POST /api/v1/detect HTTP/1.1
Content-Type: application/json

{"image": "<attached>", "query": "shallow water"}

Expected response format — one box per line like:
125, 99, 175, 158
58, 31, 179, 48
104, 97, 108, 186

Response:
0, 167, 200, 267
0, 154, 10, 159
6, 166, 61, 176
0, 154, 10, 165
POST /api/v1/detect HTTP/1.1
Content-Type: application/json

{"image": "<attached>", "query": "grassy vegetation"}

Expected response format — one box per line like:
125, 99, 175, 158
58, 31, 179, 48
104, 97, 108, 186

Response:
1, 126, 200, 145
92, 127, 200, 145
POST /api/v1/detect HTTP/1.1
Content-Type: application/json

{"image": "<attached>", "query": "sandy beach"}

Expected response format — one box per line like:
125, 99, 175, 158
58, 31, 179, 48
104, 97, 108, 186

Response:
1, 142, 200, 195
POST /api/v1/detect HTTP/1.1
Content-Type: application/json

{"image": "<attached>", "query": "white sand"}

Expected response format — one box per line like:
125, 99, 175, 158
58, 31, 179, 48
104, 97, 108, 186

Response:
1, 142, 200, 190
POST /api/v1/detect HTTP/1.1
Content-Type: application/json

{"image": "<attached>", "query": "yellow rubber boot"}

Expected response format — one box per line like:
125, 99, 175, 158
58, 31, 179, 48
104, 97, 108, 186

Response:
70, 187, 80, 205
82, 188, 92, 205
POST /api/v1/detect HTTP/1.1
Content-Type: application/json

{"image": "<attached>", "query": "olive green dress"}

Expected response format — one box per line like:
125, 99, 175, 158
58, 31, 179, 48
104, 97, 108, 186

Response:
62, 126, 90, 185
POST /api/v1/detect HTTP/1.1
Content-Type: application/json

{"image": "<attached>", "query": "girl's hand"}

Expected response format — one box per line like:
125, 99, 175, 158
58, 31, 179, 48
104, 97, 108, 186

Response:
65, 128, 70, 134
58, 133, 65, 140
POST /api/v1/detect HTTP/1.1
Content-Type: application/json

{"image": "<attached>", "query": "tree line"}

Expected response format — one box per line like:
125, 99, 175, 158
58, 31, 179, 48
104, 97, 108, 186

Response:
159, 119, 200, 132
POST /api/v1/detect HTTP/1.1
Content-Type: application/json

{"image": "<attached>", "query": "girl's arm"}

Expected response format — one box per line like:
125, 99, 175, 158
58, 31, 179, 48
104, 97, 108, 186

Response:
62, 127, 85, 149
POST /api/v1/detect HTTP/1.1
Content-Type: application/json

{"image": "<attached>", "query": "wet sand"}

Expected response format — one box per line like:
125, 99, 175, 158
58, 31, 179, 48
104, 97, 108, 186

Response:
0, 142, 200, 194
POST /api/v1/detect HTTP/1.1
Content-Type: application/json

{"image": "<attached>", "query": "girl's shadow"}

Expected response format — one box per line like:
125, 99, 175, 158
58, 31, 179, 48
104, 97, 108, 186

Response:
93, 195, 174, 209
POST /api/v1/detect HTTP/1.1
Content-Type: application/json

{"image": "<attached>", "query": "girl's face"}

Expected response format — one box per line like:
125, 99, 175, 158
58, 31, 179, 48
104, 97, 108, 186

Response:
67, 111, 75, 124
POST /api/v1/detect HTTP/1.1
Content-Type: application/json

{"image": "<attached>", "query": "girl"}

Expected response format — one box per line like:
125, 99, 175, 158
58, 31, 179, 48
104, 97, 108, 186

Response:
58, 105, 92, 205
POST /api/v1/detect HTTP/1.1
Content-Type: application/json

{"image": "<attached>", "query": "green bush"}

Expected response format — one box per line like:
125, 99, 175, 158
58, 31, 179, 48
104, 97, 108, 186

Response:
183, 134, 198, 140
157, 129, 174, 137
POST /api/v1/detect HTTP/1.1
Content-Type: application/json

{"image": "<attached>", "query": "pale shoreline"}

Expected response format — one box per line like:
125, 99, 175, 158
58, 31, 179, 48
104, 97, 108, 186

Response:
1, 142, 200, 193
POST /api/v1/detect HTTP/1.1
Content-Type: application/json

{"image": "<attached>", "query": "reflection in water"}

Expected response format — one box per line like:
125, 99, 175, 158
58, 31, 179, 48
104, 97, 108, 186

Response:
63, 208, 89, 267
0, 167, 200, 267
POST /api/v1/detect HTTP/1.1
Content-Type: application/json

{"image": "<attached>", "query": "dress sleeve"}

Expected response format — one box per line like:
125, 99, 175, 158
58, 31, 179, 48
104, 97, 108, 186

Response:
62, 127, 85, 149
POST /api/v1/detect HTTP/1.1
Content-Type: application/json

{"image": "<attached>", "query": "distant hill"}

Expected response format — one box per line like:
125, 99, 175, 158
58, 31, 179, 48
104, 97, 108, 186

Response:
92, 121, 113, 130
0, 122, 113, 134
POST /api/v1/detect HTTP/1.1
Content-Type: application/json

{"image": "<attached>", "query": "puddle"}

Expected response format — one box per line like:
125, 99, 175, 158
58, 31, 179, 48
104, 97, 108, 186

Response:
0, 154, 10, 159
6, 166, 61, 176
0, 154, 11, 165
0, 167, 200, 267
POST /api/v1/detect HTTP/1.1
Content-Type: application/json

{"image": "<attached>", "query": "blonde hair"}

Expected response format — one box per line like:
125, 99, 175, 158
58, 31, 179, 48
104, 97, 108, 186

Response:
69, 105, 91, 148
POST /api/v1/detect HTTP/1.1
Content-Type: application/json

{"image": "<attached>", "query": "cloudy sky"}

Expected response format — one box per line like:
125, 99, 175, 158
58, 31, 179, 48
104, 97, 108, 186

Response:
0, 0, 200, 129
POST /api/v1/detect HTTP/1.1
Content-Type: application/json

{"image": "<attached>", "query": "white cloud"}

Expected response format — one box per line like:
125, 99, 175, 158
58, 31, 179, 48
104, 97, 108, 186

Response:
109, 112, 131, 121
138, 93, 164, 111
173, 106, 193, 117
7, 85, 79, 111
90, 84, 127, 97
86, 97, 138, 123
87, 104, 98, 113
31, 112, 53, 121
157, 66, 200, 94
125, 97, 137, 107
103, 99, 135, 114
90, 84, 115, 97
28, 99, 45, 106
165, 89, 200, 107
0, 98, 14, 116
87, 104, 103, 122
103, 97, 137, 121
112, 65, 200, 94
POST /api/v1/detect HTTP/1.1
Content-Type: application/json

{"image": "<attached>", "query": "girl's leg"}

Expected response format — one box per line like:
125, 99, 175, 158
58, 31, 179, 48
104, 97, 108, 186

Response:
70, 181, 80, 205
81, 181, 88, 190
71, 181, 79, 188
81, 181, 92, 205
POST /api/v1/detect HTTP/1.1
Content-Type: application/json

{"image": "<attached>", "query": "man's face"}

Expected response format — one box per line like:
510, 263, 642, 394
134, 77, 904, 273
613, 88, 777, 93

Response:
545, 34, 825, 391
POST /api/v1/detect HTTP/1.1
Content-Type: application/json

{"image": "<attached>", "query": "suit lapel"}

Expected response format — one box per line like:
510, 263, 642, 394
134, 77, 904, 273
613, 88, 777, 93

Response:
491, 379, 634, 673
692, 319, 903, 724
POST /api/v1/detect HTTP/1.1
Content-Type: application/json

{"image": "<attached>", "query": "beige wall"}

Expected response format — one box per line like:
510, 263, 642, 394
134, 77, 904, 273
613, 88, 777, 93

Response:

§ **Exercise objective**
The whole of the material above should be given again exactly.

§ **Reply**
POST /api/v1/detect HTTP/1.1
Content-Type: application/json

{"image": "<attached>", "query": "shallow water"}

Expected response format — one box per line like:
125, 99, 175, 158
58, 31, 179, 48
104, 97, 108, 186

Response:
0, 167, 200, 267
0, 154, 10, 159
6, 166, 61, 176
0, 154, 10, 165
POST /api/v1/detect HTTP/1.1
Content-Type: application/json

{"image": "<attached>", "query": "grassy vegetation"}

Expected response format — one box per line like:
125, 99, 175, 158
58, 31, 179, 48
104, 97, 108, 186

Response:
1, 126, 200, 145
92, 127, 200, 145
POST /api/v1/detect HTTP/1.1
Content-Type: application/json

{"image": "<attached>", "query": "sandy beach"}

Expected response format — one box per line like:
125, 99, 175, 158
58, 31, 179, 48
104, 97, 108, 186

Response:
1, 142, 200, 195
POST /api/v1/detect HTTP/1.1
Content-Type: application/json

{"image": "<attached>", "query": "white sand"}

Expected response format — one box per line like:
125, 99, 175, 158
58, 31, 179, 48
104, 97, 108, 186

Response:
1, 142, 200, 190
POST /api/v1/detect HTTP/1.1
Content-Type: application/json

{"image": "<attached>", "query": "yellow rubber boot"}

Expected response format — one box per line like:
125, 99, 175, 158
58, 31, 179, 48
104, 97, 108, 186

Response:
70, 187, 80, 205
82, 188, 92, 205
POST /api/v1/detect HTTP/1.1
Content-Type: application/json

{"image": "<attached>", "query": "olive green dress"}

Expected response format — one box per line like:
125, 99, 175, 158
58, 31, 179, 48
104, 97, 108, 186

Response:
62, 126, 90, 185
POST /api/v1/detect HTTP/1.1
Content-Type: application/json

{"image": "<attached>", "query": "girl's hand"}

Expected response format — one box per line like:
125, 99, 175, 158
58, 31, 179, 48
104, 97, 108, 186

Response:
65, 128, 70, 134
58, 133, 65, 140
POST /api/v1/detect HTTP/1.1
Content-Type: application/json

{"image": "<attached>", "query": "tree line"}

Expected response format — one box per line like:
125, 99, 175, 158
58, 31, 179, 48
104, 97, 108, 186

Response:
159, 119, 200, 132
POST /api/v1/detect HTTP/1.1
Content-Type: application/json

{"image": "<attached>", "query": "girl's arm"}

Expected response format — one box per line like:
125, 99, 175, 158
58, 31, 179, 48
104, 97, 108, 186

Response:
62, 127, 85, 149
POST /api/v1/detect HTTP/1.1
Content-Type: application/json

{"image": "<attached>", "query": "wet sand"}

Expected response format — one box per line like:
125, 99, 175, 158
58, 31, 179, 48
104, 97, 108, 186

Response:
0, 142, 200, 194
POST /api/v1/detect HTTP/1.1
Content-Type: application/json

{"image": "<attached>", "query": "girl's shadow"}

Expected response format — one box per line like:
125, 99, 175, 158
58, 31, 179, 48
104, 97, 108, 186

Response:
93, 195, 174, 209
POST /api/v1/detect HTTP/1.1
Content-Type: application/json

{"image": "<attached>", "query": "girl's face"}

Expected response format — one box per line like:
125, 99, 175, 158
58, 31, 179, 48
104, 97, 108, 186

Response:
67, 111, 75, 124
POST /api/v1/detect HTTP/1.1
Content-Type: application/json

{"image": "<attached>", "query": "girl"}

Expected response format — one box per line like:
125, 99, 175, 158
58, 31, 179, 48
104, 97, 108, 186

Response:
58, 105, 92, 205
POST /api/v1/detect HTTP/1.1
Content-Type: application/json

{"image": "<attached>", "query": "green bush"}

Expected response format — one box per line like:
125, 99, 175, 158
58, 31, 179, 48
104, 97, 108, 186

Response:
183, 134, 198, 140
157, 129, 174, 137
POST /api/v1/detect HTTP/1.1
Content-Type: application/json

{"image": "<attached>", "query": "pale shoreline"}

Expected response format — one box per line like:
125, 99, 175, 158
58, 31, 179, 48
104, 97, 108, 186

Response:
1, 142, 200, 193
POST /api/v1/detect HTTP/1.1
Content-Type: application/json

{"image": "<attached>", "query": "reflection in water"}

Expected response format — one box per line like:
125, 99, 175, 158
58, 31, 179, 48
104, 97, 108, 186

Response:
63, 208, 89, 267
0, 167, 200, 267
POST /api/v1/detect HTTP/1.1
Content-Type: application/json

{"image": "<attached>", "query": "dress sleeve"}

Expected response format — one box per line like:
125, 99, 175, 158
58, 31, 179, 48
104, 97, 108, 186

Response:
62, 127, 85, 149
POST /api/v1/detect HTTP/1.1
Content-Type: application/json

{"image": "<attached>", "query": "distant hill"}

Expected response format — one box per line like:
125, 99, 175, 158
58, 31, 179, 48
104, 97, 108, 186

Response:
92, 121, 113, 130
0, 122, 113, 134
POST /api/v1/detect HTTP/1.1
Content-Type: application/json

{"image": "<attached>", "query": "puddle"}

Expected response format — one box per line like:
125, 99, 175, 158
58, 31, 179, 48
104, 97, 108, 186

Response:
0, 154, 10, 159
6, 166, 61, 176
0, 154, 11, 165
0, 167, 200, 267
POST /api/v1/detect HTTP/1.1
Content-Type: application/json

{"image": "<attached>", "query": "blonde hair"}

Expected response format — one box per line like:
125, 99, 175, 158
58, 31, 179, 48
104, 97, 108, 186

Response:
69, 105, 91, 148
POST /api/v1/detect HTTP/1.1
Content-Type: application/json

{"image": "<attached>", "query": "cloudy sky"}

Expected response format — one box per line like:
125, 99, 175, 158
58, 31, 179, 48
104, 97, 108, 186

Response:
0, 0, 200, 129
POST /api/v1/detect HTTP/1.1
Content-Type: application/json

{"image": "<attached>", "query": "white cloud"}

Expected response format — one box per line like:
125, 99, 175, 158
58, 31, 179, 48
104, 97, 108, 186

Response:
109, 112, 131, 121
138, 93, 164, 111
173, 106, 193, 117
7, 85, 79, 111
90, 84, 127, 97
86, 97, 138, 123
87, 104, 98, 113
31, 112, 53, 121
157, 66, 200, 94
125, 97, 137, 107
103, 99, 135, 114
90, 84, 115, 97
28, 99, 45, 106
165, 89, 200, 107
0, 98, 14, 116
87, 104, 103, 122
103, 97, 137, 121
112, 65, 200, 94
POST /api/v1/detect HTTP/1.1
Content-Type: application/json

{"image": "<attached>", "query": "girl's leg"}

Expected response format — one box per line like:
125, 99, 175, 158
58, 31, 179, 48
104, 97, 108, 186

Response:
70, 181, 80, 205
81, 181, 88, 190
71, 181, 79, 188
81, 181, 92, 205
POST /api/v1/detect HTTP/1.1
Content-Type: application/json

{"image": "<attached>", "query": "man's face"}

Expected response format — one box per line like:
510, 263, 642, 394
134, 77, 904, 273
613, 88, 777, 93

Response:
545, 34, 825, 391
POST /api/v1/detect HTTP/1.1
Content-Type: application/json

{"image": "<attached>", "query": "suit lapel"}

Expected response format — one box per line like:
510, 263, 642, 394
134, 77, 904, 273
613, 88, 777, 93

Response:
491, 379, 634, 673
692, 319, 903, 724
POST /api/v1/detect HTTP/1.1
Content-Type: application/json

{"image": "<attached>", "query": "beige wall"}

Expected response format — one box per line like:
510, 263, 642, 394
134, 77, 904, 273
613, 88, 777, 93

Response:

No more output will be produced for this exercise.